_Stated exercise_. Rewrite the entries from the start up to and including the line containing "644 402 L 647", changing "hazy sky" to "clouded sky" and leaving everything else unchanged.

_Dataset content_.
»»

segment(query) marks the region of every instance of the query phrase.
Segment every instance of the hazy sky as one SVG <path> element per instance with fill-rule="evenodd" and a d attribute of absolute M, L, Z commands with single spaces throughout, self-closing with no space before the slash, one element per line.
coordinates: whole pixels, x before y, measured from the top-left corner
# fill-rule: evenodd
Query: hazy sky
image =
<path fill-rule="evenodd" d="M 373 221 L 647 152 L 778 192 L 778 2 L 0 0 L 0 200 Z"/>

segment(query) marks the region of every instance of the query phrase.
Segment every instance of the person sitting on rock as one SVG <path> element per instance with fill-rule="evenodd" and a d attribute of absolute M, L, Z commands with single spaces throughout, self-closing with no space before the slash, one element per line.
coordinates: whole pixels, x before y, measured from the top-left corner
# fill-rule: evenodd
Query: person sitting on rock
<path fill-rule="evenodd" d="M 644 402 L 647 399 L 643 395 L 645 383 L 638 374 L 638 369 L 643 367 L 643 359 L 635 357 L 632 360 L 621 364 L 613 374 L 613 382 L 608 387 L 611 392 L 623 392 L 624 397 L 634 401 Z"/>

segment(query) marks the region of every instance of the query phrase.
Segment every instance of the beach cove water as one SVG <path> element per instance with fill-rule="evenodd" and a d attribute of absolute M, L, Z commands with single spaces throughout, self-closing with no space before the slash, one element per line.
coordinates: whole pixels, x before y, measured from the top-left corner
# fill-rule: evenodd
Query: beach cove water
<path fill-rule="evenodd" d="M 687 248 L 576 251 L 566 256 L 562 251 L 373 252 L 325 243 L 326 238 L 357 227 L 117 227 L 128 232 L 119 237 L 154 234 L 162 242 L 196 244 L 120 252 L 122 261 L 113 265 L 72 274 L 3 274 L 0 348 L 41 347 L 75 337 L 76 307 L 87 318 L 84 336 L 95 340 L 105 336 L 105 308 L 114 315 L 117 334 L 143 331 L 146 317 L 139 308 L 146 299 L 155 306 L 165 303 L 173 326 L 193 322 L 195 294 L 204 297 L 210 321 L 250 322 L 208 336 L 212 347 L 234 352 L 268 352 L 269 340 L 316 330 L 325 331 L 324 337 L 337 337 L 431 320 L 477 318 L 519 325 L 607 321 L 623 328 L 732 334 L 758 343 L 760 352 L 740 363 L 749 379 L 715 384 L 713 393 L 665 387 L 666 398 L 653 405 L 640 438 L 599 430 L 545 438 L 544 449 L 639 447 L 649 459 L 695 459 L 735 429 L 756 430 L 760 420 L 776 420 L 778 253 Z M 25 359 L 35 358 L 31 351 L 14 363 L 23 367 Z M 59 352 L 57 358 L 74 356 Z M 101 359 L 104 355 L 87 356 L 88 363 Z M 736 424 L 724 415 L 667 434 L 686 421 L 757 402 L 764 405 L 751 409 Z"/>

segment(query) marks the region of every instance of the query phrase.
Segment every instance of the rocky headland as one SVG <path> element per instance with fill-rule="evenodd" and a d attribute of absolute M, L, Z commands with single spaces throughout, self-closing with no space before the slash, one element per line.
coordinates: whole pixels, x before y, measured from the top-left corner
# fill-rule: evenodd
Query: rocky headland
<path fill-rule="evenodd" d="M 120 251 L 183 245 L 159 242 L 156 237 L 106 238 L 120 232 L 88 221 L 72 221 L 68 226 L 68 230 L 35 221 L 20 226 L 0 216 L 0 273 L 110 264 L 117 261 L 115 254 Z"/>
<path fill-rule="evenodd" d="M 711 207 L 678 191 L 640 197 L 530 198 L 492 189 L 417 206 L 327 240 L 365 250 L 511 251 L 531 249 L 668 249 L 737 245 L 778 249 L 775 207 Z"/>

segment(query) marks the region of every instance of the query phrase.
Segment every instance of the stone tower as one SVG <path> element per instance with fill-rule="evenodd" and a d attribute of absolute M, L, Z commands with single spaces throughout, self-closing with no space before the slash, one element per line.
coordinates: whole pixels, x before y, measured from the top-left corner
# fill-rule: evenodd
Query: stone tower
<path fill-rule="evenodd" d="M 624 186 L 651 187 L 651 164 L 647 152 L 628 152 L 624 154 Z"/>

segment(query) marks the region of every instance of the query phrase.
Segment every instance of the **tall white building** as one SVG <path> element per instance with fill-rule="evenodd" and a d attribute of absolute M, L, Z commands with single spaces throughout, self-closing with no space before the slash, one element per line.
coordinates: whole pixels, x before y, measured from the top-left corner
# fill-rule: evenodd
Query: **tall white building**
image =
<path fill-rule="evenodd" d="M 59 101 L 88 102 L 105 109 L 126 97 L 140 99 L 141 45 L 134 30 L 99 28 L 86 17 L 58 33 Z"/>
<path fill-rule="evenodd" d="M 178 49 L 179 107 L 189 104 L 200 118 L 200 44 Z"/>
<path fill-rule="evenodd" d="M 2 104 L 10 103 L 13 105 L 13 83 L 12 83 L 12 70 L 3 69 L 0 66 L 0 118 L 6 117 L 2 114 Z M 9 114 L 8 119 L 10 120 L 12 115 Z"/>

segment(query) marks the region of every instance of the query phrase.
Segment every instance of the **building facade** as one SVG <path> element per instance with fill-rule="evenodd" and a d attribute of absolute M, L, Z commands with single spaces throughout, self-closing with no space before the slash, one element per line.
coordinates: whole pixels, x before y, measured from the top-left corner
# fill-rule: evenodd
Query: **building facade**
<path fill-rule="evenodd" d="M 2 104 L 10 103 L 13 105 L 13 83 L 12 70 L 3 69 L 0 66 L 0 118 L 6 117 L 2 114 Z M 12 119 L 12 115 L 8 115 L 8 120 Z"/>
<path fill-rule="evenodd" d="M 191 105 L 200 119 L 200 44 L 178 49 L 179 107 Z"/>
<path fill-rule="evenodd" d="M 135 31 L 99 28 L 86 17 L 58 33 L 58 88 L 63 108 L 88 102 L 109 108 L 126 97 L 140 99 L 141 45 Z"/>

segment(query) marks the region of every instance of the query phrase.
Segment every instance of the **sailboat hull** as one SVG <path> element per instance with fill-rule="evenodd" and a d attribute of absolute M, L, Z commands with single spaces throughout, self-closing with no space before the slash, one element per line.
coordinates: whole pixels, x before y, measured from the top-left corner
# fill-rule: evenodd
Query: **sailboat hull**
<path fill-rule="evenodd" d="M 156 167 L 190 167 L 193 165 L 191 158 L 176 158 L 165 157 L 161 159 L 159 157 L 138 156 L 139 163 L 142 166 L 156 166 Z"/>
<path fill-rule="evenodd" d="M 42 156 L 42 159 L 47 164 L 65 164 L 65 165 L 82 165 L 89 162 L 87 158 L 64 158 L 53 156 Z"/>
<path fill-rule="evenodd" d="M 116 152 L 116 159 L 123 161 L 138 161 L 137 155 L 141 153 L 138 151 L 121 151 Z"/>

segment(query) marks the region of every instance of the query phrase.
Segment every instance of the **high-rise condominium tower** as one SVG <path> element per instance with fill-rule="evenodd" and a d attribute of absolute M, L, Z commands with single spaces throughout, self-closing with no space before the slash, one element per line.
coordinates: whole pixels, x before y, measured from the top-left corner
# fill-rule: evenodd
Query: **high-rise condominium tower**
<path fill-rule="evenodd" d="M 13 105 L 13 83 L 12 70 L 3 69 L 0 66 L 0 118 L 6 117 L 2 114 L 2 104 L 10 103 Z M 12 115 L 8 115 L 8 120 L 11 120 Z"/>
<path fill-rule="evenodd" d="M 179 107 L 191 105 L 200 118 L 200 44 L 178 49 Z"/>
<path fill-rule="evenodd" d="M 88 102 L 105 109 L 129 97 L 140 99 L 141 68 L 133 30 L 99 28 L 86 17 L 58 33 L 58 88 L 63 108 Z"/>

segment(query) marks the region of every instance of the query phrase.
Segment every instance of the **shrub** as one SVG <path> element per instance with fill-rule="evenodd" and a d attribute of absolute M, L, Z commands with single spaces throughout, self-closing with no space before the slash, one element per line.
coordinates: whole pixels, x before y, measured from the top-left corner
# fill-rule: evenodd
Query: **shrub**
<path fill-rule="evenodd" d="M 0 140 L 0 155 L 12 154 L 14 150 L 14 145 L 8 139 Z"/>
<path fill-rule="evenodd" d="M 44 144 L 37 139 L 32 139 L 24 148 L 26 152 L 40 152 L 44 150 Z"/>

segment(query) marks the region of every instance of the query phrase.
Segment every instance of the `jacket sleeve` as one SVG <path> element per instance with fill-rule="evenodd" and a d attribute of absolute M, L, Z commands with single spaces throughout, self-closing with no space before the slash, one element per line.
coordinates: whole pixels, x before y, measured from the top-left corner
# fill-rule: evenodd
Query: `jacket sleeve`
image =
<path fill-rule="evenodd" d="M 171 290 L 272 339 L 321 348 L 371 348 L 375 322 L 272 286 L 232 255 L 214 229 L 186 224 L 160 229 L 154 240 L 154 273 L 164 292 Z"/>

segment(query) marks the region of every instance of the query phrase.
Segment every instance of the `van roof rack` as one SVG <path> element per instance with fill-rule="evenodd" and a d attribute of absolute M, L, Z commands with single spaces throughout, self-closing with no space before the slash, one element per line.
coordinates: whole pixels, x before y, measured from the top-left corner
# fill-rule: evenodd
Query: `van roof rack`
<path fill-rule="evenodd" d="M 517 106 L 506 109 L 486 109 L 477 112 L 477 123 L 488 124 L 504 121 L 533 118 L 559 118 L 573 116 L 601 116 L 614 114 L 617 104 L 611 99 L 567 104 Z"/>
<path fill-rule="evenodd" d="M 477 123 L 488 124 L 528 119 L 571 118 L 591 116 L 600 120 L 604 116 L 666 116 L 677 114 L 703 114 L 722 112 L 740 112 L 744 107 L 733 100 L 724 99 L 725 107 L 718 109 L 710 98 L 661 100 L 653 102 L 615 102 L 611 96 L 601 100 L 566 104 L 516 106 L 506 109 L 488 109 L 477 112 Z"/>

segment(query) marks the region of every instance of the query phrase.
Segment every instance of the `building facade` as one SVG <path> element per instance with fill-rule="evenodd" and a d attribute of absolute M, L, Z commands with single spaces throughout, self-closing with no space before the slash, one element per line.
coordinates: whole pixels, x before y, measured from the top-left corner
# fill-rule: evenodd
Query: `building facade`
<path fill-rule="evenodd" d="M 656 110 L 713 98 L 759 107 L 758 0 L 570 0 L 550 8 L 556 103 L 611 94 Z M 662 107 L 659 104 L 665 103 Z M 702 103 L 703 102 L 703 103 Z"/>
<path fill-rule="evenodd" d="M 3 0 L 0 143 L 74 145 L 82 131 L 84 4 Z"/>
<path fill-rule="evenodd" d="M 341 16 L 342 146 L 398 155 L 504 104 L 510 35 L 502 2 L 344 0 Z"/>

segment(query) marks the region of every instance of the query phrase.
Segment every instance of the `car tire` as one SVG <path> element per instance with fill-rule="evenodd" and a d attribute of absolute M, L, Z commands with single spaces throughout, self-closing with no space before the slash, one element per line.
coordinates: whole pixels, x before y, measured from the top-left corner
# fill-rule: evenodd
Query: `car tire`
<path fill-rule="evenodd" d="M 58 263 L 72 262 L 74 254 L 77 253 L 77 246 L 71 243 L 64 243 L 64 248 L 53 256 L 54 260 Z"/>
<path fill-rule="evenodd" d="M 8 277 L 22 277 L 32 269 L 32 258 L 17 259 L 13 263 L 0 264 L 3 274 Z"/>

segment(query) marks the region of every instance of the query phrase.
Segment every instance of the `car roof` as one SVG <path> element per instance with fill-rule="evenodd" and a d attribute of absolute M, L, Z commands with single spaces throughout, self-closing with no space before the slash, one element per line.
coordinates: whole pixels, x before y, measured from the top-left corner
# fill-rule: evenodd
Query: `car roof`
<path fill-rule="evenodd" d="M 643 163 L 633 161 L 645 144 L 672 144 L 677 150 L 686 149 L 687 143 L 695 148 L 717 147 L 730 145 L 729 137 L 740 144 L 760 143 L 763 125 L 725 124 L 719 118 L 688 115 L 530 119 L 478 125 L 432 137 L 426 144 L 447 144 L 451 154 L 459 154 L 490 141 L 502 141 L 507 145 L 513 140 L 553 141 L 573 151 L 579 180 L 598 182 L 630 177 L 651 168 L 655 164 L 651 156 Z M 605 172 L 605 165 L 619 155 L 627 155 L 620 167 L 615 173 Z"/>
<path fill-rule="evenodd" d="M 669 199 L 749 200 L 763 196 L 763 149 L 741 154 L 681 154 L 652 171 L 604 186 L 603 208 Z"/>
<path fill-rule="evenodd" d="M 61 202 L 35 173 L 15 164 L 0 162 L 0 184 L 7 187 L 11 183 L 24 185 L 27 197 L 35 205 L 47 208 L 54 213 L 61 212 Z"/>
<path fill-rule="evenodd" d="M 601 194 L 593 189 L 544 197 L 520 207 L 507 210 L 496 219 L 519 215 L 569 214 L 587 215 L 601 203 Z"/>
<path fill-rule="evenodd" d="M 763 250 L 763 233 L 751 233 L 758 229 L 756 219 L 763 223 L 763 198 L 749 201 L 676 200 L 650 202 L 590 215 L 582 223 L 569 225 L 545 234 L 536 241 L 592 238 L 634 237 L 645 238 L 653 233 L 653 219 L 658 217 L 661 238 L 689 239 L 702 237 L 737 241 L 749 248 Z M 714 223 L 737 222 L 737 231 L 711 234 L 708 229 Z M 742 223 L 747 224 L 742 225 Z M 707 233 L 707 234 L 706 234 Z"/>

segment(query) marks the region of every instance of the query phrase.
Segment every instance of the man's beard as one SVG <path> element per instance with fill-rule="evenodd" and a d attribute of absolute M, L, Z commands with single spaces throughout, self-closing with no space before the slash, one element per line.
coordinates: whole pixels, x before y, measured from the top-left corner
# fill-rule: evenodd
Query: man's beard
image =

««

_Result of the task_.
segment(query) marks the region of every instance of the query phrase.
Segment every instance of the clouded sky as one SVG <path> element per instance with fill-rule="evenodd" and a d attribute of absolute M, L, Z commands with single spaces throughout, self-closing with no space before the slash, one element per line.
coordinates: whole pixels, x before y, measured from the top-left corner
# fill-rule: evenodd
Query: clouded sky
image =
<path fill-rule="evenodd" d="M 373 221 L 647 152 L 778 192 L 778 2 L 0 0 L 0 200 Z"/>

segment(query) marks the region of every instance of the query phrase.
Segment every instance of the person sitting on rock as one SVG <path> element per instance with fill-rule="evenodd" and a d attribute of absolute M, L, Z commands with single spaces throughout, self-closing with no space before the slash, one element per line.
coordinates: whole pixels, x before y, measured from the top-left corner
# fill-rule: evenodd
Query: person sitting on rock
<path fill-rule="evenodd" d="M 644 402 L 647 399 L 643 395 L 645 383 L 638 374 L 638 369 L 643 367 L 643 359 L 635 357 L 632 360 L 621 364 L 613 374 L 613 382 L 608 387 L 611 392 L 623 392 L 624 397 L 634 401 Z"/>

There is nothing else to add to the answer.